Start of Supplied passage

In the early 1770s, Joseph Priestley, who was a non-conformist minister, philosopher and scientist, carried out some experiments that hinted at the importance of plants in making air fit to breathe. In 1771, while a minister in Leeds, he put some mint in a pot in a closed container glass with a lit candle. The candle soon went out, but the mint thrived and continued to grow. Twenty-seven days later, without having ever opened the container, he re-lit the candle by focusing sunlight through the glass of the container using a curved mirror. This showed him that the mint had somehow revived the air in the closed container. The following year, he carried out similar experiments with mice. First, he kept a mouse in a similar enclosed container with no plants, and noted how long it took before the mouse collapsed. Then, he repeated the experiment with living plants in the container with the mouse. This time, the mouse survived. Priestley realized that this meant that living plants provided something to the air that animals need in order to live, and that candles need in order to burn. At this time, however, he had no idea what the ‘something’ was.

In 1774, Priestley left Leeds and was sponsored by Lord Shelburne, who provided him with a base on Shelburne’s estate in Calne, Wiltshire. Continuing his experiments there, he studied the gas released by what was then known as the red calx of mercury (now called mercuric oxide) when it was heated by focusing the rays of the Sun on it. He trapped the gas as it was given off, leaving mercury behind, and carried out a long series of experiments with it. He found that a lighted candle put into the gas flared up brightly, and that a glowing taper would re-light if plunged into a tube of this ‘pure air’, as he called it.

End of Supplied passage

Short task
Can you quote the Priestley passage between "In 1774, Priestley" and "he called it.", inclusive?

Start of Excerpted records

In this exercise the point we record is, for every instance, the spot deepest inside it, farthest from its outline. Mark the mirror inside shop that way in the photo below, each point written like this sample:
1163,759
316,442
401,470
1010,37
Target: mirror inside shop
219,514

End of Excerpted records
Start of Excerpted records

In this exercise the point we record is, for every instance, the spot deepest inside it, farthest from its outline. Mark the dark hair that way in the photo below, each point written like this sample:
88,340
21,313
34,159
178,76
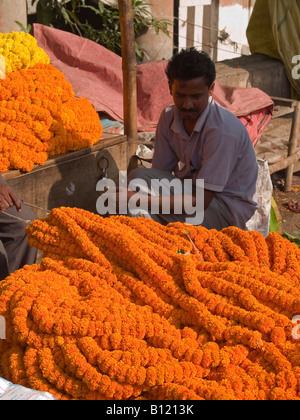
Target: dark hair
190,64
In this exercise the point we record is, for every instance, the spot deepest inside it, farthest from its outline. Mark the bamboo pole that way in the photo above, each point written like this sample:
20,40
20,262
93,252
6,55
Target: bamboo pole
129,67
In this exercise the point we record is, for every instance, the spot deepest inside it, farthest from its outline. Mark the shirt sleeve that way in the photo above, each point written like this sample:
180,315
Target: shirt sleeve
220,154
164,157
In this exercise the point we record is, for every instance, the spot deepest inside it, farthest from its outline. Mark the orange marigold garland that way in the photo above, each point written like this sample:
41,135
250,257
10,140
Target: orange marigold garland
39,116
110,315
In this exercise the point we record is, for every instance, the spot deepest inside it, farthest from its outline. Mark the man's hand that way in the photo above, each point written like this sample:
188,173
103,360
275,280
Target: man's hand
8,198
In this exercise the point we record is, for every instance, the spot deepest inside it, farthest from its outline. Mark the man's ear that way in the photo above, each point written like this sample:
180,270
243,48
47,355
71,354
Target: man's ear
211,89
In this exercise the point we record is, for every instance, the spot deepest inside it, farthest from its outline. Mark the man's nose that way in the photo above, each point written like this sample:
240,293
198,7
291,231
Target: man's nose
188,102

End of Excerpted records

Solution
In 1774, Priestley left Leeds and was sponsored by Lord Shelburne, who provided him with a base on Shelburne’s estate in Calne, Wiltshire. Continuing his experiments there, he studied the gas released by what was then known as the red calx of mercury (now called mercuric oxide) when it was heated by focusing the rays of the Sun on it. He trapped the gas as it was given off, leaving mercury behind, and carried out a long series of experiments with it. He found that a lighted candle put into the gas flared up brightly, and that a glowing taper would re-light if plunged into a tube of this ‘pure air’, as he called it.